_Aufgabe 1_. Mit welchen Funktionen kann man laut der Forumsdiskussion zur Eingabeprüfung in Textfeldern auf numerische Werte prüfen?
_Aufgabe 2_. Setze die Forumsdiskussion zur Eingabeprüfung in Textfeldern nach ihrem letzten Satz fort.

_Dokumenttext_.
Oder eben das _Change-Ereignis, um auch kopierten Text zu überprüfen. 

Um auf numerische Werte zu überprüfen, kannst Du mit 'IsNumeric' oder 'Not IsNumeric' arbeiten.


----------



## Christoph1972 (27. März 2005)

Cool Danke das hift mir weiter! Aber nähere Infos zu dem Change_Event hätte ich schon gerne  

Gruß Christoph


----------



## Christoph1972 (27. März 2005)

Hallo,


diese die Methode gefällt mir erst mal gut:

Private Sub Text1_KeyPress(KeyAscii As Integer)
 If InStr("0123456789,", Chr$(KeyAscii)) = 0 And KeyAscii <> vbKeyBack Then KeyAscii = 0
End Sub

Nur habe ich sehr viele Textfelder, gibt es eine elegante Lösung wie ich diese Methode auf alle Textfelder übertragen kann? Oder muß ich jedem Feld die Eigenschaft einzeln verpassen. In meinem Buch steht was das das mit der KeyPreview geht, aber das funktioniert nicht.

_Datensätze_.
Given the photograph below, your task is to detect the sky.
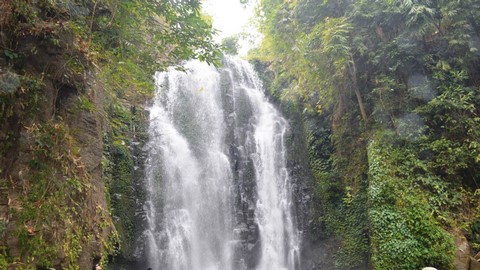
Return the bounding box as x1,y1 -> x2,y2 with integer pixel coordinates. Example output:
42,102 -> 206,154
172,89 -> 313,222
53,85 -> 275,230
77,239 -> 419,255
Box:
203,0 -> 260,55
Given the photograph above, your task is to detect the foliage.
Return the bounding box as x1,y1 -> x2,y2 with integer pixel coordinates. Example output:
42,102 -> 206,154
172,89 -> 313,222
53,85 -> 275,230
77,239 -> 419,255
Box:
0,0 -> 220,269
222,36 -> 238,55
250,0 -> 480,269
368,135 -> 454,269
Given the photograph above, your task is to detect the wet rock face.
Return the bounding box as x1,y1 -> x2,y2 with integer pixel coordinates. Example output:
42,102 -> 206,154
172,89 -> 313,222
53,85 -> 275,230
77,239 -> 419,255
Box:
222,67 -> 261,269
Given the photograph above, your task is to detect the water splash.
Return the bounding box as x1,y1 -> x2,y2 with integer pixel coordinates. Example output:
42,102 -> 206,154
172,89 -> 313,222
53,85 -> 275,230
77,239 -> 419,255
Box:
143,58 -> 300,270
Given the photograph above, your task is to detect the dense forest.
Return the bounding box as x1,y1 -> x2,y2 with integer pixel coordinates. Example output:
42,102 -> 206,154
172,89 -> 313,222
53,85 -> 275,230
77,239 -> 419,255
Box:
0,0 -> 480,270
0,0 -> 220,269
250,0 -> 480,269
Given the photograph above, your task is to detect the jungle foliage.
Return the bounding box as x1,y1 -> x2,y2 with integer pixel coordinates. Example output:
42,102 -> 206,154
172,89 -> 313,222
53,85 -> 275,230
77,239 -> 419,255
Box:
250,0 -> 480,269
0,0 -> 220,269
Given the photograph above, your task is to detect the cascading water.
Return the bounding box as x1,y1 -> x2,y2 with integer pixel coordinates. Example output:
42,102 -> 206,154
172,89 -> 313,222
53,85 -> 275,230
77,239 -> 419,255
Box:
143,58 -> 300,270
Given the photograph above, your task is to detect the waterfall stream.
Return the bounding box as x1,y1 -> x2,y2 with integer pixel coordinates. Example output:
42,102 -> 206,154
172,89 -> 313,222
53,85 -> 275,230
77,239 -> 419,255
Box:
143,57 -> 300,270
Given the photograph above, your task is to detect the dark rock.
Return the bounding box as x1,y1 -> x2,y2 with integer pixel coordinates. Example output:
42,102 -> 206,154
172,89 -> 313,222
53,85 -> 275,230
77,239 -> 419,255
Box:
453,233 -> 470,270
469,257 -> 480,270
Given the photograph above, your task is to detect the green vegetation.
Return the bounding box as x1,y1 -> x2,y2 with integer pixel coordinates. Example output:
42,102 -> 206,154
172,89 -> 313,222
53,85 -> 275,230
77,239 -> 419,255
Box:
0,0 -> 220,269
250,0 -> 480,269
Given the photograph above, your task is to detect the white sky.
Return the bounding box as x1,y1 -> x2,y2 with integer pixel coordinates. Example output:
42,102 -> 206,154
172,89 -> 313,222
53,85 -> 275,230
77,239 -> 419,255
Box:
203,0 -> 261,55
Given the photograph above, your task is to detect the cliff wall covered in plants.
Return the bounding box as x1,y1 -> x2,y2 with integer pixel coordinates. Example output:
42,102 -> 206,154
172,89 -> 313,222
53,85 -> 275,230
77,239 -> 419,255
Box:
0,0 -> 218,269
250,0 -> 480,269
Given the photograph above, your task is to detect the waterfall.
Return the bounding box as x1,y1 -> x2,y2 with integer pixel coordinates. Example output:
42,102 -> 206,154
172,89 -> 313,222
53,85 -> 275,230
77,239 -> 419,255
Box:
142,57 -> 300,270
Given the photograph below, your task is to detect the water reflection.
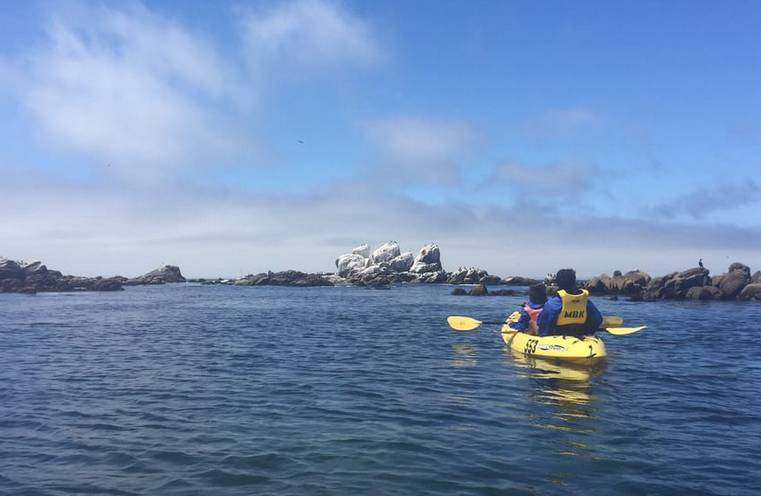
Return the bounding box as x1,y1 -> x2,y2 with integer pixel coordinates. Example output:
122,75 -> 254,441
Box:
449,343 -> 478,368
505,348 -> 605,455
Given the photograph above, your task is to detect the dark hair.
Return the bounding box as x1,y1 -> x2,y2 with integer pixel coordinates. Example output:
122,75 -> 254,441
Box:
555,269 -> 576,291
528,283 -> 547,305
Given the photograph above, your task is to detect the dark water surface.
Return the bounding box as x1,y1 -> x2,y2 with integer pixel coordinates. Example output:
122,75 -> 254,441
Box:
0,285 -> 761,495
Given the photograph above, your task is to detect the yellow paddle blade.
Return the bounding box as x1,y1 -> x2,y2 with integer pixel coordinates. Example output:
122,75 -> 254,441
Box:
447,315 -> 481,331
600,315 -> 624,327
605,326 -> 647,336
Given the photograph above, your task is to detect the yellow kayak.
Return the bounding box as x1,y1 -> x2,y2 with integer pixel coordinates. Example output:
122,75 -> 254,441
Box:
502,312 -> 608,362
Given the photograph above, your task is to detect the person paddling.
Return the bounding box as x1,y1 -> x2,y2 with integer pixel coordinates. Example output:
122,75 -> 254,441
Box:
510,283 -> 547,334
536,269 -> 602,336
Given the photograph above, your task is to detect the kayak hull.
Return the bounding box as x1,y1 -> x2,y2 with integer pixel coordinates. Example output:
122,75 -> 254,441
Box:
502,312 -> 608,363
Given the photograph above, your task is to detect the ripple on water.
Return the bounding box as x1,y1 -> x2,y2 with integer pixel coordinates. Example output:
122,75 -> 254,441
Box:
0,285 -> 761,495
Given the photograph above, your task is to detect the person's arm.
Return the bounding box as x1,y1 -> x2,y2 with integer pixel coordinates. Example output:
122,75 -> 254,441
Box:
510,310 -> 531,331
536,298 -> 562,336
587,300 -> 602,331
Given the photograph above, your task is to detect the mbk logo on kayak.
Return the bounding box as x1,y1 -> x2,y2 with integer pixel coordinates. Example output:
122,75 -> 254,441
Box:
563,310 -> 585,319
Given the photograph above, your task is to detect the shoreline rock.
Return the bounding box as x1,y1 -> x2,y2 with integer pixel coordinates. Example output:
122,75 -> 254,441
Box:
124,265 -> 187,286
0,257 -> 124,294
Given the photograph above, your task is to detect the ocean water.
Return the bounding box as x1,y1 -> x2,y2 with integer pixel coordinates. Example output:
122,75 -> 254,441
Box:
0,284 -> 761,495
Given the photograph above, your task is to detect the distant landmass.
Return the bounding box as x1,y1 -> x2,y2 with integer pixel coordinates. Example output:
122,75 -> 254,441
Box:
0,241 -> 761,301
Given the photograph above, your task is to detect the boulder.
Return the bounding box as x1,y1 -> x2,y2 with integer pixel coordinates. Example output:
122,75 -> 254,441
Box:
388,251 -> 415,272
21,261 -> 48,275
737,283 -> 761,301
370,241 -> 401,264
446,264 -> 486,284
727,262 -> 750,277
585,270 -> 651,296
336,253 -> 369,277
125,265 -> 185,286
502,276 -> 542,286
238,270 -> 333,287
685,286 -> 722,300
478,274 -> 504,284
351,243 -> 370,258
489,289 -> 517,296
0,257 -> 26,280
468,284 -> 489,296
714,269 -> 750,299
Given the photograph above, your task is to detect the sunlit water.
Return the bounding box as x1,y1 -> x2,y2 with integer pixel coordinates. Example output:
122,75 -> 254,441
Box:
0,285 -> 761,495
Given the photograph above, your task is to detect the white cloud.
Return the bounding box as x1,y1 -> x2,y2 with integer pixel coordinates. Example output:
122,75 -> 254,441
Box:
243,0 -> 381,70
489,161 -> 598,197
367,116 -> 479,182
520,107 -> 602,141
9,5 -> 252,177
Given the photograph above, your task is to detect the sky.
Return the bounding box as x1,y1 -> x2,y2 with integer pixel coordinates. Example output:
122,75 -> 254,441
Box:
0,0 -> 761,277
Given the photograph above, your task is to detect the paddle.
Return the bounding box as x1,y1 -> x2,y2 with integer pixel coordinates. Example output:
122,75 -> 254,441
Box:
447,315 -> 647,336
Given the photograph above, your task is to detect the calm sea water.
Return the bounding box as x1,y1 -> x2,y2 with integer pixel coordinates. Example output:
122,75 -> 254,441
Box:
0,285 -> 761,495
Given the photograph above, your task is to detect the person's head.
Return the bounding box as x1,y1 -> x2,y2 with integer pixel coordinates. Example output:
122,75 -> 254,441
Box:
555,269 -> 576,291
528,283 -> 547,305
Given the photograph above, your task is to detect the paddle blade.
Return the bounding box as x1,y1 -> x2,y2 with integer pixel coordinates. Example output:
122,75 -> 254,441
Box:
600,315 -> 624,327
447,315 -> 481,331
605,326 -> 647,336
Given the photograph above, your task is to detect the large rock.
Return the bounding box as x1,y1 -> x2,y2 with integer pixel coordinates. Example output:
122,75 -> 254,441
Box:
410,243 -> 446,280
0,259 -> 124,294
234,270 -> 334,287
125,265 -> 185,286
0,257 -> 26,280
388,251 -> 415,272
586,270 -> 651,296
370,241 -> 402,264
685,286 -> 722,300
468,284 -> 489,296
502,276 -> 542,286
643,267 -> 711,300
336,253 -> 369,277
714,269 -> 750,299
737,283 -> 761,301
447,267 -> 489,284
351,243 -> 370,258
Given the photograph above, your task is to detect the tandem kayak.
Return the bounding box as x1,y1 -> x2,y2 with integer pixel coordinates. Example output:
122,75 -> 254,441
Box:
502,312 -> 608,362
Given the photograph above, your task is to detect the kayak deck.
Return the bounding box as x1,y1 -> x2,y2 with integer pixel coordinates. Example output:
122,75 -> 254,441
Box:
502,312 -> 608,362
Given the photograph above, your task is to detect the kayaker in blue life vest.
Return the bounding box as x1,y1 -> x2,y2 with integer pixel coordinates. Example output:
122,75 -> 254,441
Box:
510,283 -> 547,334
536,269 -> 602,336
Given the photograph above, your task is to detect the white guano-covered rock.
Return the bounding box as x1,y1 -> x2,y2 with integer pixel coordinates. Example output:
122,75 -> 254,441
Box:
336,253 -> 367,277
410,243 -> 442,274
351,243 -> 370,258
371,241 -> 402,264
388,251 -> 415,272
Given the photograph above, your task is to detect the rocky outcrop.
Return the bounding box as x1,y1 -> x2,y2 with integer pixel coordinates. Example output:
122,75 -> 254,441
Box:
685,286 -> 721,300
711,262 -> 751,300
586,270 -> 651,296
336,241 -> 447,287
502,276 -> 542,286
0,258 -> 124,294
447,267 -> 502,285
233,270 -> 333,287
124,265 -> 185,286
737,283 -> 761,301
643,267 -> 711,300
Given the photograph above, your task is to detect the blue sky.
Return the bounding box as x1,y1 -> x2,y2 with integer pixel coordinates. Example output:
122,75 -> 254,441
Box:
0,0 -> 761,276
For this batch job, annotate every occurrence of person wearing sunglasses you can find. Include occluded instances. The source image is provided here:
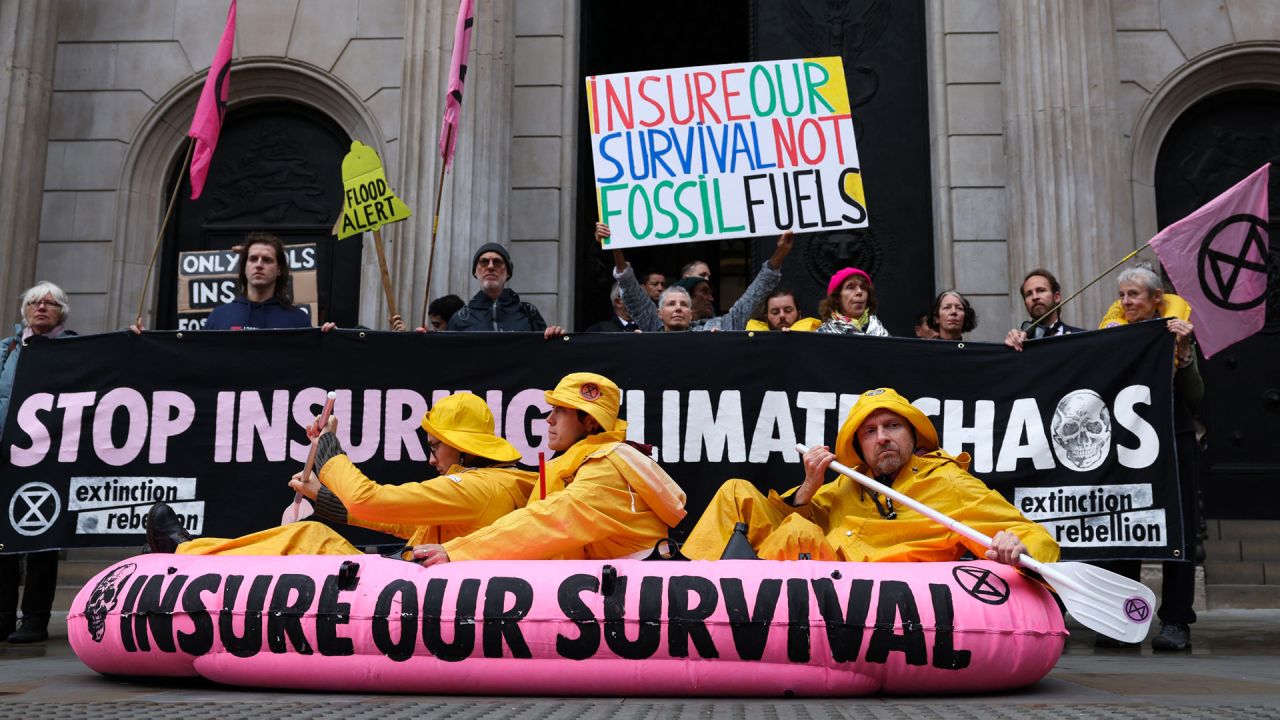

_Antwort 1_. Mit 'IsNumeric' oder 'Not IsNumeric'.

_Antwort 2_.
Schön wäre auch, wenn eine Meldung kommt wenn jemand auf die Punkttaste drückt, da unser altes Programm nur Punkteingaben zugelassen hat und die Kollegen nun aus Gewohnheit den Punkt nehmen. Hätte da wer ne Idee wie ich so einen Syntax mit einbinden kann?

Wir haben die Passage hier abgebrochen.